- [Written exercise]: Copy the records word for word, beginning at the start and ending with the line that contains "[0,664,194,784]", including that line. Omit the pictures from your copy.

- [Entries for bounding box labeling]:
* * * * * * *
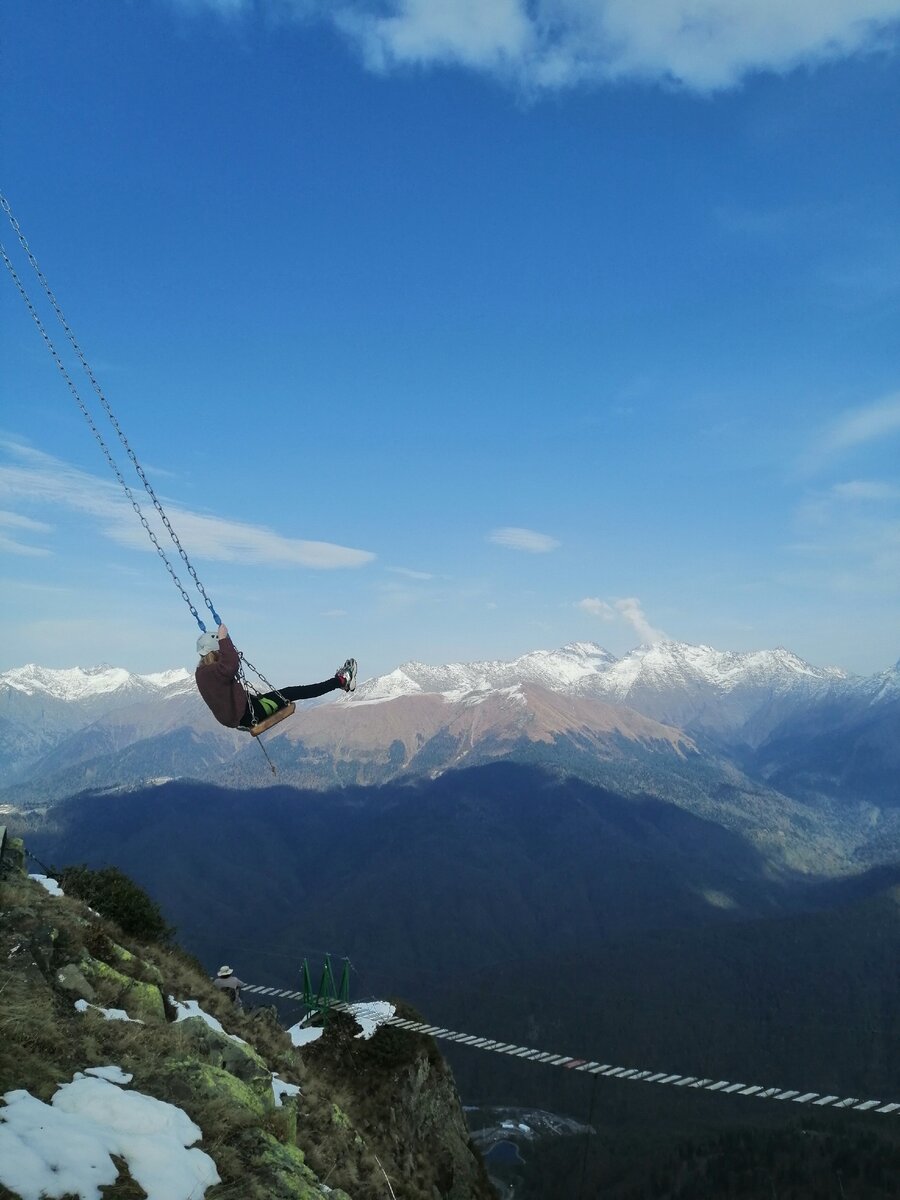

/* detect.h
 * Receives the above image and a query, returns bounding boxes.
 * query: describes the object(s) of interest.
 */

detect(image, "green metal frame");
[300,954,350,1021]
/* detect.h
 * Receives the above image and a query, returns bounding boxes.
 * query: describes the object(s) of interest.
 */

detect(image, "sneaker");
[335,659,356,691]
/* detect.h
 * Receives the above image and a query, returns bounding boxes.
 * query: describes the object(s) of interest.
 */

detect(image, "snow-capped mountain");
[0,662,193,703]
[0,642,900,825]
[359,642,883,744]
[0,664,194,784]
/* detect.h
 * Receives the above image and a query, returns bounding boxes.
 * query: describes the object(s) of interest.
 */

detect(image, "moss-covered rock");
[109,942,163,988]
[175,1016,275,1104]
[79,952,166,1024]
[154,1058,271,1120]
[56,962,97,1003]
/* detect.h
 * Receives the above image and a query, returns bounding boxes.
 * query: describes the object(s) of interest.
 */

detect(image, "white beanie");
[197,634,218,658]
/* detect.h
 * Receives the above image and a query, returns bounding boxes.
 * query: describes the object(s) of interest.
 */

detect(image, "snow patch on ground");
[29,875,66,896]
[0,1066,221,1200]
[76,1000,144,1025]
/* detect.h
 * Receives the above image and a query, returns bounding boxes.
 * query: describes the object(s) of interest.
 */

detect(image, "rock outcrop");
[0,839,493,1200]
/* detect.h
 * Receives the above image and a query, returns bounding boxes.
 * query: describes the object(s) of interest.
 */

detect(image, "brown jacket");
[194,637,247,730]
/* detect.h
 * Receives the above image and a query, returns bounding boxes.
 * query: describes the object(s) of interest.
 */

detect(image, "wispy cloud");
[386,566,434,582]
[180,0,900,92]
[0,442,376,570]
[808,392,900,469]
[0,511,53,558]
[832,479,900,503]
[575,596,667,644]
[487,526,559,554]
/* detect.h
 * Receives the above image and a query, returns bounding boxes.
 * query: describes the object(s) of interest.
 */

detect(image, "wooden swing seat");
[250,701,296,738]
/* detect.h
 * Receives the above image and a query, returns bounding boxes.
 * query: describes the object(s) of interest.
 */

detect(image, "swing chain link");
[0,193,222,631]
[0,235,204,629]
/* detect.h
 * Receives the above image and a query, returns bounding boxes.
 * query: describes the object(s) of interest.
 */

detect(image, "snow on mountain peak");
[0,662,191,702]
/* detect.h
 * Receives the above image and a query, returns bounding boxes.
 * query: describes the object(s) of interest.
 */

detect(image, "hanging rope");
[0,193,220,633]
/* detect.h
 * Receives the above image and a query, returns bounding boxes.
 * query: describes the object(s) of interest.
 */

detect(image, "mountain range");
[0,642,900,874]
[10,642,900,1200]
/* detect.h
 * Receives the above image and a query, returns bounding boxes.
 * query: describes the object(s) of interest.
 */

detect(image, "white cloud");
[806,392,900,470]
[822,392,900,454]
[0,442,374,570]
[575,596,667,643]
[575,596,616,620]
[832,479,900,503]
[0,511,53,558]
[192,0,900,92]
[388,566,434,582]
[487,526,559,554]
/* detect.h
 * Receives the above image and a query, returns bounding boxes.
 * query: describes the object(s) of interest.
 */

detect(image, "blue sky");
[0,0,900,683]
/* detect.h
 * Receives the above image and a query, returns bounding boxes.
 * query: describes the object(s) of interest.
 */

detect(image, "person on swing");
[194,625,356,730]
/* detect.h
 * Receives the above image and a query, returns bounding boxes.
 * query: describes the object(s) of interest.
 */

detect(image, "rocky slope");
[0,842,492,1200]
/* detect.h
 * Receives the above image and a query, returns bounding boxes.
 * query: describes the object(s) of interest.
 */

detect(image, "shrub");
[60,865,175,943]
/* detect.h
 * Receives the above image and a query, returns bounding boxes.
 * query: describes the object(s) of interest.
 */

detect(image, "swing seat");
[250,701,296,738]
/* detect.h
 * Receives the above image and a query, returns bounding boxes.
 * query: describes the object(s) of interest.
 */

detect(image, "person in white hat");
[194,625,356,730]
[212,966,245,1008]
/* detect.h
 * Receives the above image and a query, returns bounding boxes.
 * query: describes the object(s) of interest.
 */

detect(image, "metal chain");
[0,193,222,632]
[0,235,206,631]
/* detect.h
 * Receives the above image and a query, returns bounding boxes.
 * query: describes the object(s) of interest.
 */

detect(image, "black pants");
[241,676,341,726]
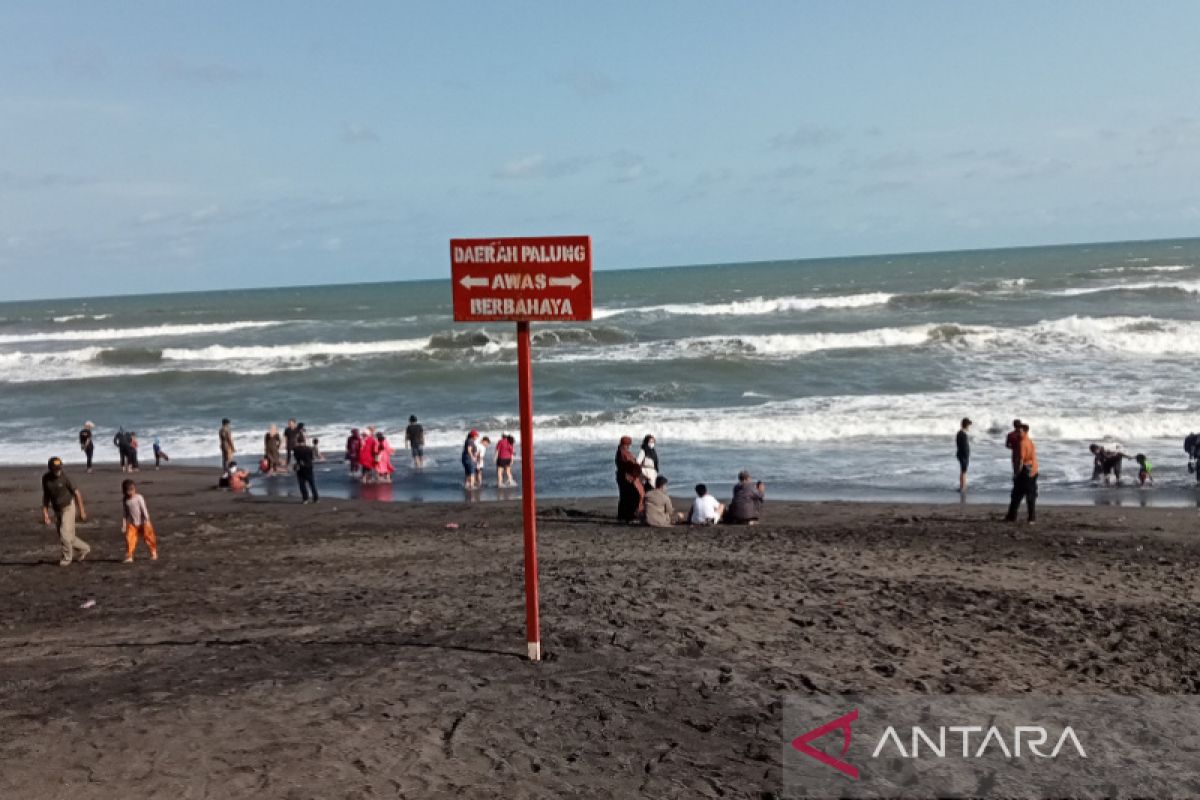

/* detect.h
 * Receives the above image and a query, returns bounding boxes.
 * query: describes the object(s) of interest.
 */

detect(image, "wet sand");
[0,468,1200,800]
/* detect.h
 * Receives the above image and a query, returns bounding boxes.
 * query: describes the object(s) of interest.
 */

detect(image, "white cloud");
[342,122,379,144]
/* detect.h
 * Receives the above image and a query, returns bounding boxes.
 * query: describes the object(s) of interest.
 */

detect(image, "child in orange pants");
[121,480,158,564]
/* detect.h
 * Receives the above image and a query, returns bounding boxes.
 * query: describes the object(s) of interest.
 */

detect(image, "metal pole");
[517,323,541,661]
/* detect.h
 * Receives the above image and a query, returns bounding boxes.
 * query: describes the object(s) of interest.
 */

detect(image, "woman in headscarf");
[616,437,646,522]
[637,433,659,492]
[263,425,283,473]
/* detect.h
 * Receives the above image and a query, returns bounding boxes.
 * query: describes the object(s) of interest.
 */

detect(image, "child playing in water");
[1133,453,1154,486]
[475,437,492,489]
[121,479,158,564]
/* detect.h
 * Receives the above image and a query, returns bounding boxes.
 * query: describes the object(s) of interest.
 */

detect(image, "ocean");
[7,240,1200,505]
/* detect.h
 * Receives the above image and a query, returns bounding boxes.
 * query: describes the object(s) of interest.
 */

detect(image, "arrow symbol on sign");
[550,273,583,289]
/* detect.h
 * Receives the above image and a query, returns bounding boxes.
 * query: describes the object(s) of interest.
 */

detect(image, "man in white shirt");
[688,483,725,525]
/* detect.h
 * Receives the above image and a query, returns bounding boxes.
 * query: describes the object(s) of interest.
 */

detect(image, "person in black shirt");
[42,457,91,566]
[292,439,320,504]
[954,417,971,494]
[283,420,299,467]
[404,414,425,469]
[79,422,96,473]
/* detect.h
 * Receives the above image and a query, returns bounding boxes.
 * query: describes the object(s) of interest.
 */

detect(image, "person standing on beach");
[376,431,396,483]
[637,433,659,491]
[404,414,425,469]
[616,437,646,522]
[283,420,296,467]
[496,433,517,488]
[121,479,158,564]
[263,425,283,473]
[346,428,362,477]
[359,425,376,483]
[79,422,96,474]
[461,431,479,489]
[154,437,170,469]
[217,417,238,469]
[954,417,971,494]
[646,475,676,528]
[1004,425,1038,525]
[42,457,91,566]
[113,426,125,473]
[292,434,320,505]
[125,431,142,473]
[1004,420,1021,475]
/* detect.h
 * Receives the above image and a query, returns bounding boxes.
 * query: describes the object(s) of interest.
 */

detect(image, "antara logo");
[792,709,1087,781]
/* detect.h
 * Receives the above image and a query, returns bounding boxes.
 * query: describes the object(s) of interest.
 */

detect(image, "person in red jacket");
[1004,425,1038,525]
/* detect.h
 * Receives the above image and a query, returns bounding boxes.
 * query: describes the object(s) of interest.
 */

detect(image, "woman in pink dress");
[359,425,376,483]
[374,431,396,483]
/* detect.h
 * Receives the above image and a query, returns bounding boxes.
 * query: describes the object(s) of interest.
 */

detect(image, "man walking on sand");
[217,417,238,470]
[954,417,971,494]
[42,456,91,566]
[283,420,300,467]
[1004,425,1038,525]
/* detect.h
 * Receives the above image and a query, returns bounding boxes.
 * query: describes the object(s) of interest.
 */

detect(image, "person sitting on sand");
[217,461,250,492]
[725,470,767,525]
[688,483,725,525]
[1133,453,1154,486]
[614,437,646,522]
[646,475,683,528]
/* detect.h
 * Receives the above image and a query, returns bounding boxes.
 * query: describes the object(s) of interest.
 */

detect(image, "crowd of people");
[616,434,767,528]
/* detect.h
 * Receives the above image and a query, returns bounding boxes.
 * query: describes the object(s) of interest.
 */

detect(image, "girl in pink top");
[374,431,396,483]
[359,426,377,483]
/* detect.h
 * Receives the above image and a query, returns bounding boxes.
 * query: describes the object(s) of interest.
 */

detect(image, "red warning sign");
[450,236,592,323]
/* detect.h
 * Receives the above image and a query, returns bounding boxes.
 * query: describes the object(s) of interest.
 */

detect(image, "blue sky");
[0,0,1200,299]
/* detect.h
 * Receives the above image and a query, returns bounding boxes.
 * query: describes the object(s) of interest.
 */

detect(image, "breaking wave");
[592,291,892,319]
[0,321,283,344]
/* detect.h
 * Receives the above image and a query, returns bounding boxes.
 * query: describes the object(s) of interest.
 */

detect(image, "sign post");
[450,236,592,661]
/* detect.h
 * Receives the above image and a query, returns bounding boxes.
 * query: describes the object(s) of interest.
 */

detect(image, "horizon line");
[0,236,1200,308]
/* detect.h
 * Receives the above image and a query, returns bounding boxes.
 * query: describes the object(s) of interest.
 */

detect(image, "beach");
[0,467,1200,800]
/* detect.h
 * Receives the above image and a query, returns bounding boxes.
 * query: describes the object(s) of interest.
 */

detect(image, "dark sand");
[0,468,1200,800]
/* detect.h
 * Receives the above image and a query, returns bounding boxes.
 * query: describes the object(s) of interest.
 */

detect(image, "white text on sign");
[454,243,588,264]
[470,297,575,317]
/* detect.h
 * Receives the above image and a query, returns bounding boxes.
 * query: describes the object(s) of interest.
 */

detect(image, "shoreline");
[0,462,1200,513]
[7,460,1200,800]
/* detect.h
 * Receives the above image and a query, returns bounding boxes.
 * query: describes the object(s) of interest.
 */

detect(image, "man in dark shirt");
[79,422,96,473]
[954,417,971,494]
[404,414,425,469]
[1004,420,1021,475]
[283,420,300,464]
[293,440,319,504]
[42,457,91,566]
[725,470,766,525]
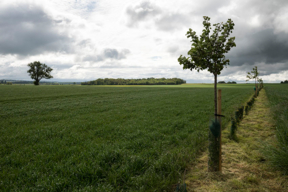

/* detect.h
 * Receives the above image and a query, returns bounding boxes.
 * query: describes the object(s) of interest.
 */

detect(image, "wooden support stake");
[217,89,222,172]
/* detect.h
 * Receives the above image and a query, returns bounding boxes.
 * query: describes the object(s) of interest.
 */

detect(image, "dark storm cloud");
[83,49,130,62]
[126,1,161,27]
[0,4,71,56]
[227,29,288,70]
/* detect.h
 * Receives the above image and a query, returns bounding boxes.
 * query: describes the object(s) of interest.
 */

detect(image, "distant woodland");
[81,77,186,85]
[218,81,237,84]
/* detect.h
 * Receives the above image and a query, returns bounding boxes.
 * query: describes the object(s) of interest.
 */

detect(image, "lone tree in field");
[246,66,259,88]
[27,61,53,85]
[178,16,236,172]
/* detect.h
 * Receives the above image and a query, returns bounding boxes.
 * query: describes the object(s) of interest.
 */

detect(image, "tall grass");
[264,84,288,174]
[0,85,253,191]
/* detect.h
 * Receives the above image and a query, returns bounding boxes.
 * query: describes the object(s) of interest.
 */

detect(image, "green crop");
[0,84,253,191]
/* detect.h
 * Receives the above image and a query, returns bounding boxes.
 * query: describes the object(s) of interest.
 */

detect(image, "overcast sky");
[0,0,288,83]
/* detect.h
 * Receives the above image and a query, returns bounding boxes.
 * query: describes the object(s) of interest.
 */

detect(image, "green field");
[0,84,254,191]
[265,84,288,174]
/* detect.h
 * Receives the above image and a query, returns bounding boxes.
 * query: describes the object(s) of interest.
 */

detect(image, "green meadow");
[264,84,288,175]
[0,84,254,191]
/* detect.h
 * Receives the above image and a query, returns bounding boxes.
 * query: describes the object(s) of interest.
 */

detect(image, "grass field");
[0,84,253,191]
[265,84,288,174]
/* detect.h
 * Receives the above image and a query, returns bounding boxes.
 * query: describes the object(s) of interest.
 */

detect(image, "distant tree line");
[218,81,237,84]
[81,77,186,85]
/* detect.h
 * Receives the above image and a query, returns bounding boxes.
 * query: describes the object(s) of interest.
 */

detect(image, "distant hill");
[0,79,81,85]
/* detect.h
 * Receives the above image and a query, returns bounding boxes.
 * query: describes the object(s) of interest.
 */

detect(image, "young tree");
[27,61,53,85]
[178,16,236,172]
[246,66,259,88]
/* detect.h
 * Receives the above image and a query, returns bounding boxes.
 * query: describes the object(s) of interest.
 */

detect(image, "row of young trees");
[81,77,186,85]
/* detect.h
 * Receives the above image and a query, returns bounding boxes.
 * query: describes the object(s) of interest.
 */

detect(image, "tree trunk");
[208,73,220,172]
[34,79,39,85]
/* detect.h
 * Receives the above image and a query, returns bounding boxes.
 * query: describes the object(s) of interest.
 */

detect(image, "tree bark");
[208,73,221,172]
[34,79,39,85]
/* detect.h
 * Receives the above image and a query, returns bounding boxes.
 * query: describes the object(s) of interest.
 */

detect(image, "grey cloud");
[82,49,130,62]
[0,4,71,56]
[167,45,179,55]
[155,13,189,31]
[126,1,161,27]
[227,29,288,70]
[126,1,189,31]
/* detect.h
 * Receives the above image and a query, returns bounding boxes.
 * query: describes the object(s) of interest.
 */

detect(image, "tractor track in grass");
[184,89,288,192]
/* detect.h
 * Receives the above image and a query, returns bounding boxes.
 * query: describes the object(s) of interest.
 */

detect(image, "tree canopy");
[178,16,236,171]
[246,66,259,87]
[27,61,53,85]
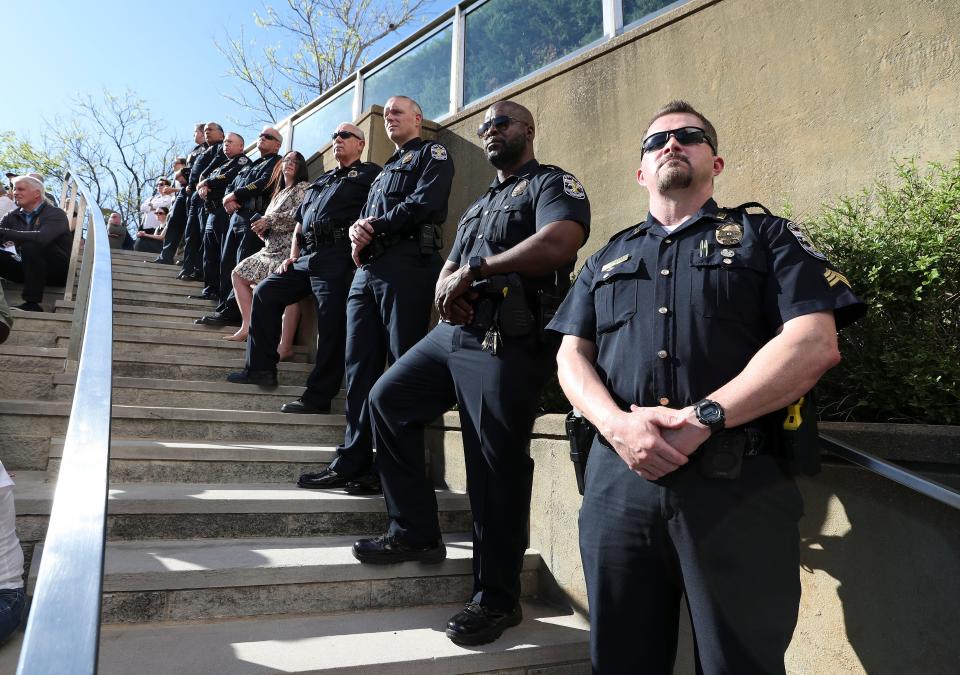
* * * * * * *
- [Full output]:
/* detect.h
 * Receives the above image and a query, returns bounding boxes.
 * query: describes the object(s) of interest.
 */

detect(image, "green metal frame");
[300,954,350,1021]
/* detect.h
 * Receives the above image and a query, returns bounding boxes.
 * query: describes the object(s) of interest.
 */

detect(image, "sneaker");
[335,659,356,691]
/* detect.h
 * Receives the above image and a query, returns bounding boxes.
 * query: describes the object(s) of interest.
 */

detect(image, "snow-capped mountain");
[0,662,193,703]
[0,642,900,825]
[359,642,883,744]
[0,664,194,784]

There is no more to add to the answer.